Start of Data
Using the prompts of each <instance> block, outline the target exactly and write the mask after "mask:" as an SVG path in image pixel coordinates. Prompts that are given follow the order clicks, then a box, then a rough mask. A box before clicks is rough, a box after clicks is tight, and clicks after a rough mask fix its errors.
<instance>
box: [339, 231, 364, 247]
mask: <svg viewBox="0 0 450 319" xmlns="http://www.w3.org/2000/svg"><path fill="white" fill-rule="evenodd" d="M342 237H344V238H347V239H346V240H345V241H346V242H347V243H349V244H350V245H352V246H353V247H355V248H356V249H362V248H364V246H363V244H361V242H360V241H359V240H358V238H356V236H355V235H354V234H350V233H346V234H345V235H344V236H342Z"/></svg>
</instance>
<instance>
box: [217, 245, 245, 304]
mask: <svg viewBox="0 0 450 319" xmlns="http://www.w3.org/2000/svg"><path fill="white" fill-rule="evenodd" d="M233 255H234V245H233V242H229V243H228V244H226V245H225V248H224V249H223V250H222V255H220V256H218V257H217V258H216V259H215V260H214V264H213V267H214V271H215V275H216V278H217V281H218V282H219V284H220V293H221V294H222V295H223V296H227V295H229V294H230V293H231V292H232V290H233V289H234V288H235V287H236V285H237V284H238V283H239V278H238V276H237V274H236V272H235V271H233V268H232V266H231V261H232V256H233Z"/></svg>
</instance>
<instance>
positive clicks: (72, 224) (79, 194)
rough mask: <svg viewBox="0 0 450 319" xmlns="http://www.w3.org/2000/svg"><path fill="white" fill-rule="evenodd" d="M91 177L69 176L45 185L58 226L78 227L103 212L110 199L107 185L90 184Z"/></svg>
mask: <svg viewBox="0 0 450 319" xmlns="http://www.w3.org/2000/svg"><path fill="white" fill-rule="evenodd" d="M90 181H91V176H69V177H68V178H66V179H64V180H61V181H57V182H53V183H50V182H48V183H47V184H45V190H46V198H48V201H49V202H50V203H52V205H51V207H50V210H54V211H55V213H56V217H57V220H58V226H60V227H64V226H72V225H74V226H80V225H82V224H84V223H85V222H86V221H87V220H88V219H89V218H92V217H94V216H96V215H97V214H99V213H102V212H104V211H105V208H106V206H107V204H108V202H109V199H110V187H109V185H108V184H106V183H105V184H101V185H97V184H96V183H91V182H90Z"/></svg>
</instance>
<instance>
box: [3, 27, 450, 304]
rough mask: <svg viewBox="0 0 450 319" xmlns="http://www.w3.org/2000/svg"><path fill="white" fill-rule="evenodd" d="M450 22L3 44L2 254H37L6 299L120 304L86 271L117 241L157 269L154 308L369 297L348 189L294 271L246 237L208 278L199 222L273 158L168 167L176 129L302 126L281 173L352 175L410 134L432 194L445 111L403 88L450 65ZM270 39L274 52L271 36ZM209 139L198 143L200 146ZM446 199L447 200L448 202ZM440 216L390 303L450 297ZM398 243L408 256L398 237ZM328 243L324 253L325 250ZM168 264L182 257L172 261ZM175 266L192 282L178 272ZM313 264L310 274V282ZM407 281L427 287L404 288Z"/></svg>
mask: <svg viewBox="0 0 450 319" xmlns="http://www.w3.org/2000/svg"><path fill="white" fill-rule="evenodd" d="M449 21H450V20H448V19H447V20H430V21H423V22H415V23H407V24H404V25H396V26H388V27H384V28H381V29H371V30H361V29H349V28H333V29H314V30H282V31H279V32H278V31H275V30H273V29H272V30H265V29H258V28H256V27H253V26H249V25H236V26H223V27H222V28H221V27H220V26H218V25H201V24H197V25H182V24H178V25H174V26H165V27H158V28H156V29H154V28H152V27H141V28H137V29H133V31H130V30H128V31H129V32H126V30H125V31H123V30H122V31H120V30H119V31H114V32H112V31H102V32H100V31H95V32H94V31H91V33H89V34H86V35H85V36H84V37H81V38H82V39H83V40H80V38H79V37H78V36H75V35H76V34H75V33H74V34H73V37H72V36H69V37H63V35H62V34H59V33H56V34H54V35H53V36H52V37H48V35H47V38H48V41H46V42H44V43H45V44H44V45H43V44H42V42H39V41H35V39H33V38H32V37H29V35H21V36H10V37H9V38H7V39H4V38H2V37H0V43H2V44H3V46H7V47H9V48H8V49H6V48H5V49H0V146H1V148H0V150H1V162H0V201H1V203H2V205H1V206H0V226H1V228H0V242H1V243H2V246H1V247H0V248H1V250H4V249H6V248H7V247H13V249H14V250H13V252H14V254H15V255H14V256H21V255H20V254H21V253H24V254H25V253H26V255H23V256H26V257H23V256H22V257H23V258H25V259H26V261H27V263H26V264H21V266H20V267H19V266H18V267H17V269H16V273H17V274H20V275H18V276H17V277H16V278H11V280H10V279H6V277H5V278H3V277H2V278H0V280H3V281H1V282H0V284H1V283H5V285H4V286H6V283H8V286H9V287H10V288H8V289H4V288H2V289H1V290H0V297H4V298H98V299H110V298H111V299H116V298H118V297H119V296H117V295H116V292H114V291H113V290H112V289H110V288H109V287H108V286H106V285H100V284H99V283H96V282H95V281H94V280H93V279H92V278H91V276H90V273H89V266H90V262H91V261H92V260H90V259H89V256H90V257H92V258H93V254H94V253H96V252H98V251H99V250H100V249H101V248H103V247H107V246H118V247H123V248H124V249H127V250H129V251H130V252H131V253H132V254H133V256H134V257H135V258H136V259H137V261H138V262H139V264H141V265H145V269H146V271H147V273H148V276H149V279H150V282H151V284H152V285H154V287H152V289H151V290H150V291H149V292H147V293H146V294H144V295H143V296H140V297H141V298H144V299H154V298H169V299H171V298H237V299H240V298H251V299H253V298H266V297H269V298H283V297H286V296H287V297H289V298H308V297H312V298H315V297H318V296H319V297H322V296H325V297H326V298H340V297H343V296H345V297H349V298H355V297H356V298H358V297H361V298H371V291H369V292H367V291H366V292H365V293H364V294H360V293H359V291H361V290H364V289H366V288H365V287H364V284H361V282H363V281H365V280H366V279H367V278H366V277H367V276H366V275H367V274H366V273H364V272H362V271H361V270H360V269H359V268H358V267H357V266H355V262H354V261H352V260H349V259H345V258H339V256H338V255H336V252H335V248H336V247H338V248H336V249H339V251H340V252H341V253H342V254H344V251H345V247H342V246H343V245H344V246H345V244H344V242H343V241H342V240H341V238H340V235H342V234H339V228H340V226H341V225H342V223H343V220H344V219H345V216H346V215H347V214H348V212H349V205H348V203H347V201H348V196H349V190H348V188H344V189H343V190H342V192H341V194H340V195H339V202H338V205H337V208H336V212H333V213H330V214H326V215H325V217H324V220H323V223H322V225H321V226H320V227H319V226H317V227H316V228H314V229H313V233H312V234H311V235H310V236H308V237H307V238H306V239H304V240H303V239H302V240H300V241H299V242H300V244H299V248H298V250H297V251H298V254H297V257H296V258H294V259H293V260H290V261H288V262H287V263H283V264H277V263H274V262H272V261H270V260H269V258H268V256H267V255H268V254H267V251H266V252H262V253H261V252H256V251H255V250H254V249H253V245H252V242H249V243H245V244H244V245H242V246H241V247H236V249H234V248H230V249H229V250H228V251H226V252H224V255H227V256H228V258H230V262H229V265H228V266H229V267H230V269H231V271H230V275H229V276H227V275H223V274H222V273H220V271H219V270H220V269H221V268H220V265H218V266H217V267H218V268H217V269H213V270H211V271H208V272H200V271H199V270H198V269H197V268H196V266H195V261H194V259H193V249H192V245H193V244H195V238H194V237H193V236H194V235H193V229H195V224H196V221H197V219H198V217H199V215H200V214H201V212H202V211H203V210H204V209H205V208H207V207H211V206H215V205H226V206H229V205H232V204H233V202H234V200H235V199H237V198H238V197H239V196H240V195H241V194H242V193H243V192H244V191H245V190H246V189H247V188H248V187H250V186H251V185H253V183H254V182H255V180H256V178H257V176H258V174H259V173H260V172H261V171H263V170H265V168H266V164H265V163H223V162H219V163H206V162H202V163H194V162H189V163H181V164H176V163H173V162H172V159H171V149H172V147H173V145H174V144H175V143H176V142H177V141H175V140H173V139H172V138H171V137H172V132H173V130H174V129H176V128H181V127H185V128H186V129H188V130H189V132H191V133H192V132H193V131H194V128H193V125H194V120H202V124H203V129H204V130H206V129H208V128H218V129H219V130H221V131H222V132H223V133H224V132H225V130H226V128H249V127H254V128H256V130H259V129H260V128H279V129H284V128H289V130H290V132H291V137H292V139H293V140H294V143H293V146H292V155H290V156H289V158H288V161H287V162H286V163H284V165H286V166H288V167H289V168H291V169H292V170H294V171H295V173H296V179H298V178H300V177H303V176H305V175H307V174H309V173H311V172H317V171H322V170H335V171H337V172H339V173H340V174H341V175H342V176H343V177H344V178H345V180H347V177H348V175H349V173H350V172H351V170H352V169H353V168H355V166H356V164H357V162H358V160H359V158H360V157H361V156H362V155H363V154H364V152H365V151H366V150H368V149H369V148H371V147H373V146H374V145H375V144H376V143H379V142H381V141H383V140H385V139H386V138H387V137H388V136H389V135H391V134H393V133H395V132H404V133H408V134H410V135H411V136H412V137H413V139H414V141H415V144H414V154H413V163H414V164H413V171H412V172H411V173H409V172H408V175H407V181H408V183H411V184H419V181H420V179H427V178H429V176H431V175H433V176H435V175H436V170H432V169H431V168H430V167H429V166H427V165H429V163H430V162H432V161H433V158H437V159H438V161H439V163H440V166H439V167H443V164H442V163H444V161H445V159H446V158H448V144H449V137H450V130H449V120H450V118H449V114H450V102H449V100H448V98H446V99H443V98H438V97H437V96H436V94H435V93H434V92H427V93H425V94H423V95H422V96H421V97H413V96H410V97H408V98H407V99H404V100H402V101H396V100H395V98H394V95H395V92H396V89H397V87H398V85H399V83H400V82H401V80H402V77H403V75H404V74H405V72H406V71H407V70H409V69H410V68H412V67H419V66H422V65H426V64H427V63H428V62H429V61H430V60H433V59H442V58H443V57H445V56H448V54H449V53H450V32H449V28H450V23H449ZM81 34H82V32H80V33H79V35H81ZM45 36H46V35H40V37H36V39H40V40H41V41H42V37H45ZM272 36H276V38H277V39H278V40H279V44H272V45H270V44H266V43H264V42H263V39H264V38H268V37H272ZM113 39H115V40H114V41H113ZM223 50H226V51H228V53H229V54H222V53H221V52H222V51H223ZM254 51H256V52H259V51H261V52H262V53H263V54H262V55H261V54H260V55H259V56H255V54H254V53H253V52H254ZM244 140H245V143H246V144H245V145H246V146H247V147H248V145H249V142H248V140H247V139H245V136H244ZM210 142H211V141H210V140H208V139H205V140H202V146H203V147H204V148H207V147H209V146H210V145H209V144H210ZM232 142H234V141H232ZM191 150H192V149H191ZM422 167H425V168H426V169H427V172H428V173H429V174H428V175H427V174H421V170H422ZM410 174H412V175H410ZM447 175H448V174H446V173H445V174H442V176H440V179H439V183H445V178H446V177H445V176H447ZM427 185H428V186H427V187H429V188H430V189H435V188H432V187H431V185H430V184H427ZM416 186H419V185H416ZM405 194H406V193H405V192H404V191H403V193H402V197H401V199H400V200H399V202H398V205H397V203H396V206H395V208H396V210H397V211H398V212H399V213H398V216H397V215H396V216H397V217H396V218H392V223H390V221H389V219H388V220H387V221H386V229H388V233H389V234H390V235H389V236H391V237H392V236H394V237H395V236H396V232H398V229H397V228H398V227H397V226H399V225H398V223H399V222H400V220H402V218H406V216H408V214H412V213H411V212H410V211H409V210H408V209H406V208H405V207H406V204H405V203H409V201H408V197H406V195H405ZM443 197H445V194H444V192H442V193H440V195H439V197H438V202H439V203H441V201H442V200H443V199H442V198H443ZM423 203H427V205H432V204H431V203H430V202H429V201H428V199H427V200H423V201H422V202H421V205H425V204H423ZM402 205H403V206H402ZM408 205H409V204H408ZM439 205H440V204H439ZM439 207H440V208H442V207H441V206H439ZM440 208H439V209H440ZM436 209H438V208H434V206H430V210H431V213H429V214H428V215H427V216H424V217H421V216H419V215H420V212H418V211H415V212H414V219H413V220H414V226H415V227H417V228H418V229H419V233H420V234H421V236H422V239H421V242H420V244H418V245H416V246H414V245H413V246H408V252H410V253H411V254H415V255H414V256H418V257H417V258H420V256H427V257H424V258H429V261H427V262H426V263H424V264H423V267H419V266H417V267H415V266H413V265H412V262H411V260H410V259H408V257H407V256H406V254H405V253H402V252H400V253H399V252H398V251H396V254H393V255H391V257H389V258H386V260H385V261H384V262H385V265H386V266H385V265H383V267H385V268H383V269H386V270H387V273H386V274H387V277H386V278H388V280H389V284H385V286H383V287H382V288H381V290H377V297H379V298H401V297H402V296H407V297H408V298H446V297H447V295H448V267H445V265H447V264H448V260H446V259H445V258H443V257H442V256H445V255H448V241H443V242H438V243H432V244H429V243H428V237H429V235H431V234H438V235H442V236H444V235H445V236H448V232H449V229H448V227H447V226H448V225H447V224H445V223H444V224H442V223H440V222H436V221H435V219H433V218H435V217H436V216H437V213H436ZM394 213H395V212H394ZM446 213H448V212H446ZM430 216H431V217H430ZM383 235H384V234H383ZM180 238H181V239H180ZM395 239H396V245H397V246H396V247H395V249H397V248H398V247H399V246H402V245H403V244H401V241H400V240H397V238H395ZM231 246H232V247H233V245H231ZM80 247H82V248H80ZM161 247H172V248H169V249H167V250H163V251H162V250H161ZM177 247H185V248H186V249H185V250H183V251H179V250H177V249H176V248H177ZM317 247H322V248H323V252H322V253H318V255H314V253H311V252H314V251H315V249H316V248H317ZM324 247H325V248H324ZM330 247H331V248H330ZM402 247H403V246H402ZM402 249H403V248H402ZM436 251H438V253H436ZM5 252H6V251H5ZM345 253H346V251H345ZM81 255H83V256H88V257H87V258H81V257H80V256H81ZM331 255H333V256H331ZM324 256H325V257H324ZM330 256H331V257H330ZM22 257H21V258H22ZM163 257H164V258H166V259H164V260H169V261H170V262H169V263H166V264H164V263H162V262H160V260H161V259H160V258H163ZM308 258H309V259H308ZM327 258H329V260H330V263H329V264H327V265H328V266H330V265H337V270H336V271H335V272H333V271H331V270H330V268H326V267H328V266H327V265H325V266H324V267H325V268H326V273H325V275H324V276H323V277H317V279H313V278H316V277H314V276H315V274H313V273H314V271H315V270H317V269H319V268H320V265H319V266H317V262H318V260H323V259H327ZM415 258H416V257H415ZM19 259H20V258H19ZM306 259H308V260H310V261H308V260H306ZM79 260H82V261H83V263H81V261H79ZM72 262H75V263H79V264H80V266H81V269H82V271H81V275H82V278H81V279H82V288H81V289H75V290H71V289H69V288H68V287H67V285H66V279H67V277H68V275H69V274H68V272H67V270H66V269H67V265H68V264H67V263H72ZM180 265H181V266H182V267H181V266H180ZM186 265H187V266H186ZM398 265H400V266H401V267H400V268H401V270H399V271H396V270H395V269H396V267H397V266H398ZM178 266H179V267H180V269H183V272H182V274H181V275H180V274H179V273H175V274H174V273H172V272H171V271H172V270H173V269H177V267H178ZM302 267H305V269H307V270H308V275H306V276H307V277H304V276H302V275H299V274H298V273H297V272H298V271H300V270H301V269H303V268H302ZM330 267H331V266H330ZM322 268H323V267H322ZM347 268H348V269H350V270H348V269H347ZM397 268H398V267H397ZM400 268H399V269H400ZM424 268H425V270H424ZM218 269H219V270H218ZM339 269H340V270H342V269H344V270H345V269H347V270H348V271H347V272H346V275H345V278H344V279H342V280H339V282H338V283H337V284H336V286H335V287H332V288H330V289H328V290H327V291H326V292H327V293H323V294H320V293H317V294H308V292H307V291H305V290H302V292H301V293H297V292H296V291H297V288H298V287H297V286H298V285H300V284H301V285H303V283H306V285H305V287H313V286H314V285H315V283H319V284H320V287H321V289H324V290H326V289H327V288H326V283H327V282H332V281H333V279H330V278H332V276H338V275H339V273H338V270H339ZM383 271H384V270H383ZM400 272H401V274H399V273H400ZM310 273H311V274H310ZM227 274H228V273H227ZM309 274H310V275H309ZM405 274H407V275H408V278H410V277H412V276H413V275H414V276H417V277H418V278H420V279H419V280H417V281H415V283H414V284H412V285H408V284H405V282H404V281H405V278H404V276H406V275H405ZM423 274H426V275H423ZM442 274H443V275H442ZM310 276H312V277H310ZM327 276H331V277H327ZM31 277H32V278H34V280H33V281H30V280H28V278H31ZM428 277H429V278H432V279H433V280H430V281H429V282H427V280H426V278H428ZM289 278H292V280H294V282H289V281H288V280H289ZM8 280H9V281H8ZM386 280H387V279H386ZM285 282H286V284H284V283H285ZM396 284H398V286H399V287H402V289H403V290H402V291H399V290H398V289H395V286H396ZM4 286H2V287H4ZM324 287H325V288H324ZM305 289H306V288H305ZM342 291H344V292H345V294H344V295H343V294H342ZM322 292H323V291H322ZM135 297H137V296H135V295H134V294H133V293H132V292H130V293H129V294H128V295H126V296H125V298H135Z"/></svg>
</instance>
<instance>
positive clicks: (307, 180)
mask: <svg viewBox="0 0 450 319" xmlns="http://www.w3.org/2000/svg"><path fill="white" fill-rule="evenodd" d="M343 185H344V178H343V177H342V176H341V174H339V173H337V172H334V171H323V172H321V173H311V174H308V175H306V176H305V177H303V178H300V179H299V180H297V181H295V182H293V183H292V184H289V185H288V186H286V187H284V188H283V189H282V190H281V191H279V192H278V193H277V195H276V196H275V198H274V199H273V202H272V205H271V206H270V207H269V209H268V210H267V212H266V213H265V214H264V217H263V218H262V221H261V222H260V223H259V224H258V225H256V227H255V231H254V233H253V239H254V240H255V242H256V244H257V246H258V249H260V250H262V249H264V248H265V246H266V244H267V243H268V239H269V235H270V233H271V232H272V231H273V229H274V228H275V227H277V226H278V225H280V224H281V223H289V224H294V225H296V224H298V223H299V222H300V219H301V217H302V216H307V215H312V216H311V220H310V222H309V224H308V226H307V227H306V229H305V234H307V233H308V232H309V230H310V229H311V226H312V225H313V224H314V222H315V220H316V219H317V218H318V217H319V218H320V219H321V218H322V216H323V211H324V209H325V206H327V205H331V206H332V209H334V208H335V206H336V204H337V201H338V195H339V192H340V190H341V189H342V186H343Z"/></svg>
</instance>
End of Data
Every line in the records above that contains the word "clicks" should be copied out.

[Written response]
Using the prompts of each <instance> block, outline the target exactly and write the mask after "mask:" as an SVG path in image pixel coordinates. Prompts that are given follow the order clicks, then a box, then a rough mask. A box before clicks is rough, a box after clicks is tight, and clicks after a rough mask fix its errors.
positive clicks: (72, 224) (79, 194)
positive clicks: (307, 180)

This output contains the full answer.